Raw records
============================================================

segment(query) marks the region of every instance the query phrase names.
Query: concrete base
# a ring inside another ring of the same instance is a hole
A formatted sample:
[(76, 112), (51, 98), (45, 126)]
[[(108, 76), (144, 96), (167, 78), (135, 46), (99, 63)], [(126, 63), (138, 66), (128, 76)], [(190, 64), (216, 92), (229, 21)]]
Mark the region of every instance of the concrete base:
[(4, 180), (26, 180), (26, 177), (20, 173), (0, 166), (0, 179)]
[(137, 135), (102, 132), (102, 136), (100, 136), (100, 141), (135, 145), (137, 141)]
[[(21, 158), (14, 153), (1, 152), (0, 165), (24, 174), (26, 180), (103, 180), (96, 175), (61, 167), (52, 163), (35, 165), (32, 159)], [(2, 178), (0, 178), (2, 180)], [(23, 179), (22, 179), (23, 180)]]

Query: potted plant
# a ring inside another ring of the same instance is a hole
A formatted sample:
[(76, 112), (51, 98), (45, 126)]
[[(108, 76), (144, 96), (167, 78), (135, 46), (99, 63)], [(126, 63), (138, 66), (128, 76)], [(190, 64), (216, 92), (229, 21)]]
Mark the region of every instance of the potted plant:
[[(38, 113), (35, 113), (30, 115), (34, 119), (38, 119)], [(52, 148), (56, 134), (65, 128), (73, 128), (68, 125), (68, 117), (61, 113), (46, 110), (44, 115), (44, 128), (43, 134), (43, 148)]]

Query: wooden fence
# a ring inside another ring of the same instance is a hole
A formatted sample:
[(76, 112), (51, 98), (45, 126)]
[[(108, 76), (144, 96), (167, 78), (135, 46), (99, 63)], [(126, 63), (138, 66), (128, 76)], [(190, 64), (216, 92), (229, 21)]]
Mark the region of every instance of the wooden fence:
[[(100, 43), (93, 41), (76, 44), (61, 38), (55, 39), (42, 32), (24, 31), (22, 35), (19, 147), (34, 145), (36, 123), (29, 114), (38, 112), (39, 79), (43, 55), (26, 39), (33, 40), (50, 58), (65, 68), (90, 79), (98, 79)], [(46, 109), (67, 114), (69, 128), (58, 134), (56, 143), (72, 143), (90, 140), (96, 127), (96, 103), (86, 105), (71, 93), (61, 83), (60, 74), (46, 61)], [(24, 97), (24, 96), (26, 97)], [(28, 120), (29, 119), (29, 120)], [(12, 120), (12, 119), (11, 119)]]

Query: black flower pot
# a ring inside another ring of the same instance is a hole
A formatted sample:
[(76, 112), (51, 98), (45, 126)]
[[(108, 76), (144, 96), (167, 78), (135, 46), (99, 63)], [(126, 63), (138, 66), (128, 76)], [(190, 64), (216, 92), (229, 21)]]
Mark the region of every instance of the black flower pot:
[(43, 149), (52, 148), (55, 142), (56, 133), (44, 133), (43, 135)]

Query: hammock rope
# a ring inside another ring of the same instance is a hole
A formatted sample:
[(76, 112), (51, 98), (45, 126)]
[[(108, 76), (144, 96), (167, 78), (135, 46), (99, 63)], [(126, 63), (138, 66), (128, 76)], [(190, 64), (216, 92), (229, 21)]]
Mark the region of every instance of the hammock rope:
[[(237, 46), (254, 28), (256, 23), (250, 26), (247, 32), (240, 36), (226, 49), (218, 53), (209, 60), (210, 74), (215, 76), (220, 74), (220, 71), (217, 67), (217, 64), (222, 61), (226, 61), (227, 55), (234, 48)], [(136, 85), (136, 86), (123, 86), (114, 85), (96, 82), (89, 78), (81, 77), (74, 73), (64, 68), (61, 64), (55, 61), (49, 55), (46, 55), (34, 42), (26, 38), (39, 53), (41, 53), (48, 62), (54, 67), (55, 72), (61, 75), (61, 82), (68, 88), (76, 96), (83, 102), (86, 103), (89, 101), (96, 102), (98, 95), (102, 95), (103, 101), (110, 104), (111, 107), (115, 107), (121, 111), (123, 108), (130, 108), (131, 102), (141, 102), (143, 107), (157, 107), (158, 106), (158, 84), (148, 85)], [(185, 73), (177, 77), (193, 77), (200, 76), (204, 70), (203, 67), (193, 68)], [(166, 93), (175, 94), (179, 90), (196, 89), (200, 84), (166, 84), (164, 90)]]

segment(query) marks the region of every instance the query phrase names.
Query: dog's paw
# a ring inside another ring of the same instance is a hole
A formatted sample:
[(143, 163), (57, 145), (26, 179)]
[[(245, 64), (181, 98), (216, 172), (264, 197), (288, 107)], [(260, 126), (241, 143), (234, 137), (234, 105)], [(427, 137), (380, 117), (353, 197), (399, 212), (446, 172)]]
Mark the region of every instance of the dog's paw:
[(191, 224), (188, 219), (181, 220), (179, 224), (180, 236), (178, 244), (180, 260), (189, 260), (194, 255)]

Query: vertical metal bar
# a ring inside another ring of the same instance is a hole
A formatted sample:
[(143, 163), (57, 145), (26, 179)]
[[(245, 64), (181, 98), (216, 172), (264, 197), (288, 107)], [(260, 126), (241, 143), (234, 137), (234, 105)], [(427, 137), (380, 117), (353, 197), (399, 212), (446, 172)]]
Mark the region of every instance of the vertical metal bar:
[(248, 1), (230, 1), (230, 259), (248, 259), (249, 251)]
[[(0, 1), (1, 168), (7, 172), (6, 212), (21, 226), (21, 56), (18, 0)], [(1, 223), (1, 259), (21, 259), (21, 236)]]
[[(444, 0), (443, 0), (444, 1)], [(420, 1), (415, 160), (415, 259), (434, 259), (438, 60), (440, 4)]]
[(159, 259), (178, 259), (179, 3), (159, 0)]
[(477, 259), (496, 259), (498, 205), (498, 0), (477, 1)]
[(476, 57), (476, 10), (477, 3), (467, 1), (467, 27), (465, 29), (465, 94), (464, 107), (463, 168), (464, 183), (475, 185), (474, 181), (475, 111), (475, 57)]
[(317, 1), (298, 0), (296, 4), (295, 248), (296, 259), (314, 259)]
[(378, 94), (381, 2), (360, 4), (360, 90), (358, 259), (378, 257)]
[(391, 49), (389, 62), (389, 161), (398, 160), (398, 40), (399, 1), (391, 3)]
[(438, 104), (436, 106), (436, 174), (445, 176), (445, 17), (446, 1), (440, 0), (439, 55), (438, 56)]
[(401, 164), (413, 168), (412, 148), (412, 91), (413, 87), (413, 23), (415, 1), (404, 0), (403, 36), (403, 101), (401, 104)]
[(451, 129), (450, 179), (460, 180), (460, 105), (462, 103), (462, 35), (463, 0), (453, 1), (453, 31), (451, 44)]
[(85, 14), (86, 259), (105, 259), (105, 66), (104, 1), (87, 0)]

============================================================

* [SET TASK]: Reproduce all of the material above word for word, keeping every line unchanged.

* [TASK OUTPUT]:
segment(query) marks the region of every instance the query phrase names.
Query: concrete base
# a ring inside another ring of the same instance is a hole
A formatted sample:
[(76, 112), (51, 98), (45, 126)]
[[(108, 76), (144, 96), (167, 78), (135, 46), (99, 63)], [(126, 63), (138, 66), (128, 76)], [(190, 64), (216, 92), (229, 21)]]
Mark the region of every instance of the concrete base:
[(4, 180), (26, 180), (26, 177), (20, 173), (0, 166), (0, 179)]
[(137, 135), (102, 132), (102, 136), (100, 136), (100, 141), (135, 145), (137, 141)]
[[(21, 158), (14, 153), (1, 152), (0, 165), (24, 174), (26, 180), (103, 180), (96, 175), (61, 167), (52, 163), (35, 165), (32, 159)], [(2, 178), (0, 178), (2, 180)], [(23, 179), (22, 179), (23, 180)]]

Query: potted plant
# a ring inside another ring of the same instance is a hole
A formatted sample:
[(76, 112), (51, 98), (45, 126)]
[[(108, 76), (144, 96), (167, 78), (135, 46), (99, 63)], [(126, 63), (138, 66), (128, 76)], [(190, 64), (216, 92), (229, 21)]]
Mark the region of every instance of the potted plant:
[[(38, 113), (35, 113), (30, 115), (34, 119), (38, 119)], [(52, 148), (56, 134), (65, 128), (73, 128), (68, 125), (68, 117), (61, 113), (46, 110), (44, 115), (44, 128), (43, 134), (43, 148)]]

Query: wooden fence
# a ring inside another ring of the same instance is a hole
A formatted sample:
[(76, 112), (51, 98), (45, 126)]
[[(108, 76), (144, 96), (167, 78), (135, 46), (99, 63)], [(126, 63), (138, 66), (128, 76)], [(190, 64), (216, 92), (229, 21)]]
Mark the region of every instance of the wooden fence:
[[(100, 43), (93, 41), (76, 44), (61, 38), (55, 39), (42, 32), (24, 31), (22, 35), (19, 147), (34, 145), (36, 123), (29, 114), (38, 112), (39, 79), (43, 55), (26, 39), (33, 40), (50, 58), (65, 68), (90, 79), (98, 79)], [(46, 109), (67, 114), (69, 128), (58, 134), (56, 143), (72, 143), (90, 140), (96, 127), (96, 103), (86, 105), (71, 93), (61, 83), (60, 74), (46, 61)], [(24, 97), (24, 96), (26, 97)], [(28, 120), (29, 119), (29, 120)], [(12, 120), (12, 119), (11, 119)]]

Query: black flower pot
# a ring inside another ring of the same instance is a hole
A formatted sample:
[(76, 112), (51, 98), (45, 126)]
[[(108, 76), (144, 96), (167, 78), (135, 46), (99, 63)], [(126, 63), (138, 66), (128, 76)], [(190, 64), (216, 92), (229, 21)]]
Mark the region of every instance of the black flower pot:
[(43, 149), (52, 148), (55, 142), (56, 133), (44, 133), (43, 135)]

Query: hammock rope
# a ring inside another ring of the same instance is a hole
A formatted sample:
[(76, 112), (51, 98), (45, 126)]
[[(108, 76), (144, 96), (167, 78), (135, 46), (99, 63)], [(126, 63), (138, 66), (128, 76)], [(190, 64), (216, 92), (229, 21)]]
Mark the region of every instance of the hammock rope:
[[(237, 46), (254, 28), (256, 23), (250, 26), (247, 32), (240, 36), (226, 49), (218, 53), (209, 60), (210, 74), (215, 76), (220, 74), (220, 71), (217, 67), (217, 64), (222, 61), (226, 61), (227, 55), (234, 48)], [(136, 85), (136, 86), (123, 86), (114, 85), (96, 82), (89, 78), (81, 77), (74, 73), (64, 68), (61, 64), (55, 61), (49, 55), (46, 55), (34, 42), (26, 38), (39, 53), (41, 53), (48, 62), (54, 67), (55, 72), (61, 75), (61, 82), (68, 88), (76, 96), (83, 102), (86, 103), (89, 101), (96, 102), (98, 95), (102, 95), (103, 101), (110, 104), (111, 107), (115, 107), (121, 111), (123, 108), (130, 108), (131, 102), (141, 102), (143, 107), (157, 107), (158, 106), (158, 84), (148, 85)], [(185, 73), (177, 77), (193, 77), (200, 76), (204, 70), (203, 67), (193, 68)], [(166, 93), (175, 94), (179, 90), (196, 89), (200, 84), (166, 84), (164, 90)]]

segment(query) marks the region of every instance the query phrase names.
Query: dog's paw
# a ring inside another ring of the same instance is a hole
A formatted sample:
[(143, 163), (57, 145), (26, 179)]
[[(245, 64), (181, 98), (216, 172), (264, 197), (288, 107)], [(260, 126), (241, 143), (234, 137), (234, 105)], [(427, 137), (380, 117), (353, 197), (399, 212), (446, 172)]]
Mark the region of every instance of the dog's paw:
[(191, 224), (188, 219), (181, 220), (179, 224), (180, 236), (178, 244), (180, 260), (189, 260), (194, 255)]

Query: vertical metal bar
# a ring inside another ring of the same instance is a hole
A formatted sample:
[(143, 163), (57, 145), (26, 179)]
[[(245, 64), (181, 98), (216, 172), (264, 197), (288, 107)], [(260, 126), (241, 143), (234, 137), (234, 105)], [(427, 137), (380, 117), (353, 197), (399, 212), (446, 172)]]
Mark the region of every instance of the vertical metal bar:
[(248, 1), (230, 1), (230, 259), (248, 259), (249, 251)]
[[(0, 1), (1, 168), (7, 172), (6, 212), (21, 226), (21, 56), (18, 0)], [(1, 223), (1, 259), (21, 259), (21, 236)]]
[[(444, 0), (443, 0), (444, 1)], [(420, 1), (415, 160), (415, 259), (434, 259), (438, 60), (440, 4)]]
[(159, 259), (178, 259), (179, 3), (159, 0)]
[(477, 259), (496, 259), (498, 205), (498, 0), (477, 1)]
[(476, 57), (476, 10), (477, 3), (467, 1), (467, 27), (465, 29), (465, 94), (464, 107), (463, 168), (464, 183), (475, 185), (474, 181), (475, 111), (475, 57)]
[(317, 1), (298, 0), (296, 4), (295, 248), (296, 259), (314, 259)]
[(378, 94), (381, 2), (360, 4), (360, 90), (358, 259), (378, 257)]
[(391, 49), (389, 62), (389, 161), (398, 160), (398, 40), (399, 1), (391, 3)]
[(438, 104), (436, 106), (436, 174), (445, 176), (445, 17), (446, 1), (440, 0), (439, 55), (438, 56)]
[(401, 164), (413, 168), (412, 148), (412, 91), (413, 87), (413, 23), (415, 1), (404, 0), (403, 36), (403, 101), (401, 104)]
[(451, 129), (450, 179), (460, 180), (460, 105), (462, 103), (462, 35), (463, 0), (453, 1), (453, 31), (451, 44)]
[(85, 14), (86, 259), (105, 259), (105, 66), (104, 1), (87, 0)]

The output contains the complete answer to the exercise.